Directive
In the lines from the one containing "Show every flock" to the one containing "left=733, top=166, right=806, bottom=197", rename "pixel values" to "pixel coordinates" and return only those lines with nothing else altered.

Data shown
◆ ◆ ◆

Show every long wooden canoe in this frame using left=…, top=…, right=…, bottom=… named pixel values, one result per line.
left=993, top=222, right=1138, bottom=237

◆ ◆ ◆

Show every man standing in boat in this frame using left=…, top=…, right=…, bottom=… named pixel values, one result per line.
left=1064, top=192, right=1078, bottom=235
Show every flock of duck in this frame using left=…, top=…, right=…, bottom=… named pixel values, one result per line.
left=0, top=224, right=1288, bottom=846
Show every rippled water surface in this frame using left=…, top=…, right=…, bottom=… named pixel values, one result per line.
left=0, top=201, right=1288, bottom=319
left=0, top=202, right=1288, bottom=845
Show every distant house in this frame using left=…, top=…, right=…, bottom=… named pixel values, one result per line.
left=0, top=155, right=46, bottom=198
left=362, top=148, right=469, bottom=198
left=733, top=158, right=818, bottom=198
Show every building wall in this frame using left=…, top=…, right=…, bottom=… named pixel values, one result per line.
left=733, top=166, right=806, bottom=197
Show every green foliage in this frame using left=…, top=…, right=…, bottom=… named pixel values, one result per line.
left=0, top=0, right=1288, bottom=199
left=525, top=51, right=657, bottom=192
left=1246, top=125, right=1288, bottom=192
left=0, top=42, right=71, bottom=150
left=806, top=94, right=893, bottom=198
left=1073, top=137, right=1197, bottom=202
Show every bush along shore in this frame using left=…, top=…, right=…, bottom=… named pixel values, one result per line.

◆ ◆ ◆

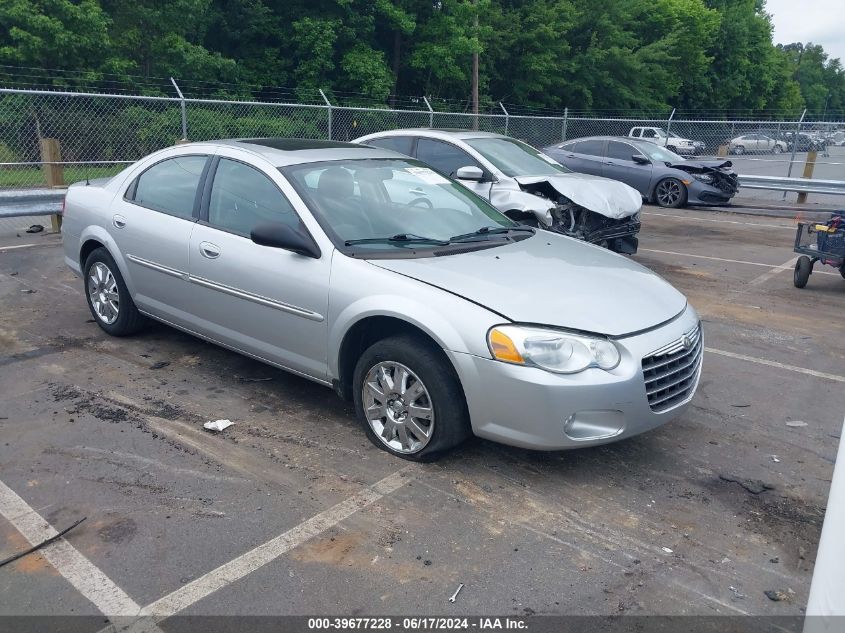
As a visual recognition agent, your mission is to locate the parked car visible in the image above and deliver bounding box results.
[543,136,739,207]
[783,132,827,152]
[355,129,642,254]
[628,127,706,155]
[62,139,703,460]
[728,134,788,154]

◆ ◆ ◆

Task output
Show every flock of duck in this frame using left=…, top=…, right=…, bottom=… named pixel coordinates, one result per line.
left=0, top=224, right=1288, bottom=846
Show every rippled water surface in this frame using left=…, top=…, right=…, bottom=… named pixel coordinates, one result per line.
left=0, top=201, right=1288, bottom=319
left=0, top=202, right=1288, bottom=845
Show every distant house in this frame using left=…, top=…, right=…, bottom=… named pixel coordinates, one result per line.
left=0, top=155, right=46, bottom=198
left=362, top=148, right=469, bottom=198
left=733, top=158, right=818, bottom=198
Show every building wall in this frame using left=…, top=…, right=…, bottom=… named pixel coordinates, one result per line.
left=733, top=166, right=806, bottom=197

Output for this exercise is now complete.